(Position annotation data)

-- Start --

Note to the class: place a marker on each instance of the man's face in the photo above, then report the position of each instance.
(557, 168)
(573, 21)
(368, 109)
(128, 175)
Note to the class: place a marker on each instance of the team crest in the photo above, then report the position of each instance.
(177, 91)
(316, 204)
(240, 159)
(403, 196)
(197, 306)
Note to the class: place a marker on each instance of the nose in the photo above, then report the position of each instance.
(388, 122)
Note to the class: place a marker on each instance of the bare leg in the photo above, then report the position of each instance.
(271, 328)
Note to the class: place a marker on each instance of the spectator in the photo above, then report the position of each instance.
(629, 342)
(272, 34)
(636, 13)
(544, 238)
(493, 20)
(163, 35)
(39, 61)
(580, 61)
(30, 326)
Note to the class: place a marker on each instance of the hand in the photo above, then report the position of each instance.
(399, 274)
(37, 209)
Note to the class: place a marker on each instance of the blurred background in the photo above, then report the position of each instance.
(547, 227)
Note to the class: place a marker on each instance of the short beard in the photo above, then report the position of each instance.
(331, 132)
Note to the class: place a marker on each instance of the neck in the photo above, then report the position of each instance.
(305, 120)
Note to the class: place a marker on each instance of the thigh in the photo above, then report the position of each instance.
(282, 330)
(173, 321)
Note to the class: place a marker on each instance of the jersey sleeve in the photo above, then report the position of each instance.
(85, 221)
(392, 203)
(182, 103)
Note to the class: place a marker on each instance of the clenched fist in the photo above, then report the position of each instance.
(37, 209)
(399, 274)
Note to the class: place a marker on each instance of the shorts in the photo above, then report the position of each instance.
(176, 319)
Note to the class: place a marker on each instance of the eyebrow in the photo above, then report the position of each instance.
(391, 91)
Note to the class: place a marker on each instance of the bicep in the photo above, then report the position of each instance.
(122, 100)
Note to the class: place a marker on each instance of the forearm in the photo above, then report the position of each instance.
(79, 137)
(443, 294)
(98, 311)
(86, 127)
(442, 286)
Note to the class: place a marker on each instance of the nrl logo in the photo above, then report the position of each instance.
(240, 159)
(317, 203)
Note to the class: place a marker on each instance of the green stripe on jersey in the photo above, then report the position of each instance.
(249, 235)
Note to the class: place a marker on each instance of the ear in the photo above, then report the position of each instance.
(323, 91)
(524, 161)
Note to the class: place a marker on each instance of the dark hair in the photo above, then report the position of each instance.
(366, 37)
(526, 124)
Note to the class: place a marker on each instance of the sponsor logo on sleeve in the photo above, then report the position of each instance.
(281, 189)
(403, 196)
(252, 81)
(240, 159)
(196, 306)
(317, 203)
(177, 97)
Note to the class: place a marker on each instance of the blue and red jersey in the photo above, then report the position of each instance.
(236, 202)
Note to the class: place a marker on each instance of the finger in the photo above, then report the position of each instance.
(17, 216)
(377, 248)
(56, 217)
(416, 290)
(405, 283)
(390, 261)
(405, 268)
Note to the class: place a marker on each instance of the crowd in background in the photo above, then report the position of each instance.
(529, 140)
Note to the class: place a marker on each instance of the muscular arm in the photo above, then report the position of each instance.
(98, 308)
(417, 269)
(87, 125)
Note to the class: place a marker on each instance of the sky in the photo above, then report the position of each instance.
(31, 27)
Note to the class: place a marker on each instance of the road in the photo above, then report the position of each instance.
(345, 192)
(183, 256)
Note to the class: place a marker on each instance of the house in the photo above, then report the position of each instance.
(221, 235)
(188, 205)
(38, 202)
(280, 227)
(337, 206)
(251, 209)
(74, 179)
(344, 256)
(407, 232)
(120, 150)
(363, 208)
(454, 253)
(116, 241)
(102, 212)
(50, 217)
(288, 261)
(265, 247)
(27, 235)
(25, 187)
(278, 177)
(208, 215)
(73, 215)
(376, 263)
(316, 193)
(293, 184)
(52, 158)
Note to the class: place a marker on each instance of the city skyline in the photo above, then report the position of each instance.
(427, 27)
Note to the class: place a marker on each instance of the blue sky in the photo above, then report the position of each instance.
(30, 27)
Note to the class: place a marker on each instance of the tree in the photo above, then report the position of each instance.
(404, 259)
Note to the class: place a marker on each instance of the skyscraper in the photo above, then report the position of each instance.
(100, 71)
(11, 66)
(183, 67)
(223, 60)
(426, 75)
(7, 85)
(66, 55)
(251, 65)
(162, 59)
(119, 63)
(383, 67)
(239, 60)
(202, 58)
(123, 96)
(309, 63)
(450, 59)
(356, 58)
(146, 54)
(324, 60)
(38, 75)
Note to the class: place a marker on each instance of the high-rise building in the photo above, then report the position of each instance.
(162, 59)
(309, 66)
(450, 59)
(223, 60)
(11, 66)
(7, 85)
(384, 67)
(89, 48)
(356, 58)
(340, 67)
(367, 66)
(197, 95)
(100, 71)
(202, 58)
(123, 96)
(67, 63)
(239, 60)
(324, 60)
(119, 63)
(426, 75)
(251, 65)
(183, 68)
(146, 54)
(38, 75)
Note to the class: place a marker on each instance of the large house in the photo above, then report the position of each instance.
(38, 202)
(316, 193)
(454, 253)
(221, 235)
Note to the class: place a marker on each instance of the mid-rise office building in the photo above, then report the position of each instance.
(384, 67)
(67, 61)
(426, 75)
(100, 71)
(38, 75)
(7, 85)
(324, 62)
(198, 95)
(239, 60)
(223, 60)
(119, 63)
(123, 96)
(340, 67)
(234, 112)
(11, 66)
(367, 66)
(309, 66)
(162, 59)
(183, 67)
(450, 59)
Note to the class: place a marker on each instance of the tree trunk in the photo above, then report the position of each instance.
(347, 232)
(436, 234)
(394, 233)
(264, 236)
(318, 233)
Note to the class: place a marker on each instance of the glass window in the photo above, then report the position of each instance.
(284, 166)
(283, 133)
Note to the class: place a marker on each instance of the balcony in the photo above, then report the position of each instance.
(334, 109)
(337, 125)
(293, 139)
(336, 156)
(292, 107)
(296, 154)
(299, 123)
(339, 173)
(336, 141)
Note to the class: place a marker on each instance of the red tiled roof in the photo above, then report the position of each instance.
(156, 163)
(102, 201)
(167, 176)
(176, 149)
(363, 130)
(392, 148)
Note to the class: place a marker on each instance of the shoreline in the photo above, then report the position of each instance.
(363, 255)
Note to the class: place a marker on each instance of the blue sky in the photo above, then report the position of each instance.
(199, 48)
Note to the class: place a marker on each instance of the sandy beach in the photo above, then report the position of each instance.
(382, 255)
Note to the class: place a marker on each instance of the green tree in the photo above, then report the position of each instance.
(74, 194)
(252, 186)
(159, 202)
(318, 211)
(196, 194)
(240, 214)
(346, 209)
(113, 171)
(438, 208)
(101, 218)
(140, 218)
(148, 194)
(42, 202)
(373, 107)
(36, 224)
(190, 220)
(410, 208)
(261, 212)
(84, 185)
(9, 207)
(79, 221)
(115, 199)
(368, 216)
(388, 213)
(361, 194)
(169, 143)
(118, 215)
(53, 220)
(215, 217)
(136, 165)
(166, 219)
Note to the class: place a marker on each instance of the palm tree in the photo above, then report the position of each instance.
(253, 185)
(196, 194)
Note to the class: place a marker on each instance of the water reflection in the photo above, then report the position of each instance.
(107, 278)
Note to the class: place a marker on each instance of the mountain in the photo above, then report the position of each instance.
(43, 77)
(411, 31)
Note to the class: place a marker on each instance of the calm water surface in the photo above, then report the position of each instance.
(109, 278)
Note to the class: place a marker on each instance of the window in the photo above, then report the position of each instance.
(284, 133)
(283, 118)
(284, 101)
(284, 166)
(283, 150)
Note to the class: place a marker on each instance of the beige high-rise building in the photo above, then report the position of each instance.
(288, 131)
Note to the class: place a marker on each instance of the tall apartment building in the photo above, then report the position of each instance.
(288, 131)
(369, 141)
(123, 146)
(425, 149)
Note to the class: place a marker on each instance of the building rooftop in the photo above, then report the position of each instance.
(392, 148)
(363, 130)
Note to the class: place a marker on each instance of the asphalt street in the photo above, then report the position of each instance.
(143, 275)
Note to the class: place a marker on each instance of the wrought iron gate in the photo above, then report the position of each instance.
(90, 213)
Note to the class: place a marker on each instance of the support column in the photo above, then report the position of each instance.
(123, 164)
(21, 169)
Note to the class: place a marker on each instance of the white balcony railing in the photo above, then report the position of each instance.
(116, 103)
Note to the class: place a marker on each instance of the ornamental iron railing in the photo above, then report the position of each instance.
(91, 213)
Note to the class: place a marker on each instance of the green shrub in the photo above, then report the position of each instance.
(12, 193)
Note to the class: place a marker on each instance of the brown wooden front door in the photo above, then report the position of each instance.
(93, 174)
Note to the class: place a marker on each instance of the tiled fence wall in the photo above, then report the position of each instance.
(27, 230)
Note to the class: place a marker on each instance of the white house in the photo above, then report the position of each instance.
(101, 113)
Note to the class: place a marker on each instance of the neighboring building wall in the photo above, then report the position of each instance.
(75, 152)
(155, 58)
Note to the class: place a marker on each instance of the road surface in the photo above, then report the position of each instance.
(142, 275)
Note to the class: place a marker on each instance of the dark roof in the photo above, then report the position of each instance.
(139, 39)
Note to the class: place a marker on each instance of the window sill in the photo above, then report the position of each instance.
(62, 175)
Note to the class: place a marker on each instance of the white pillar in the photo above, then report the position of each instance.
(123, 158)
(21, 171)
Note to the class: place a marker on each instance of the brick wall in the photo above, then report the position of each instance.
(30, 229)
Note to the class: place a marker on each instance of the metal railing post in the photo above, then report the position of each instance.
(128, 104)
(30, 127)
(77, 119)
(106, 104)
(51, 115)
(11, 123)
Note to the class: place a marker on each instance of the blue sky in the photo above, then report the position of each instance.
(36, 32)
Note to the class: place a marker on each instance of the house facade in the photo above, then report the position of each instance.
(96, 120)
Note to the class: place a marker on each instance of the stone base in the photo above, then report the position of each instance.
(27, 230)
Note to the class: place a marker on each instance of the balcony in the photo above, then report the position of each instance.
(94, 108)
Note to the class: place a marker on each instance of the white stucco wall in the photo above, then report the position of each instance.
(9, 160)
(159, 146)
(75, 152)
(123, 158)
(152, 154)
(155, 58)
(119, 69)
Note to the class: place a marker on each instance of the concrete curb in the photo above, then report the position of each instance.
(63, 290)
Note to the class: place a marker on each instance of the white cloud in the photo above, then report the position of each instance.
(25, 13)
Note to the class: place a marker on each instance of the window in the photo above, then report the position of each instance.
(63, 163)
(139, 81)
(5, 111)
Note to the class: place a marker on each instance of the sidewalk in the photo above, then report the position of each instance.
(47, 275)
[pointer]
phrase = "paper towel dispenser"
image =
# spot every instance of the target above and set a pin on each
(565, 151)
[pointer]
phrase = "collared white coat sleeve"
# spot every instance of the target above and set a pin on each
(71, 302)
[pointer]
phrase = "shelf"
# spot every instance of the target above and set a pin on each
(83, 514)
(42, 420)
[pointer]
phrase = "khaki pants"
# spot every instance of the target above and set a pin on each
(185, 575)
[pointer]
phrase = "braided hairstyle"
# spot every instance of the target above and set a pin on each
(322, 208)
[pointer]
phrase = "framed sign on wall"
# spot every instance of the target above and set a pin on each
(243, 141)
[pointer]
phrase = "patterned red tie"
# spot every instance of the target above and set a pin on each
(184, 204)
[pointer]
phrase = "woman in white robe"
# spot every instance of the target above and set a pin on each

-- End --

## Task directions
Pick out every line of the data above that contains the word "surface", and copy each one.

## Completed exercise
Note to the class: place a marker on each instance of the calm water surface in the photo above, then report the position of each instance.
Note to the class: place a marker on each instance of the road surface in the photo above, then report the position of each instance.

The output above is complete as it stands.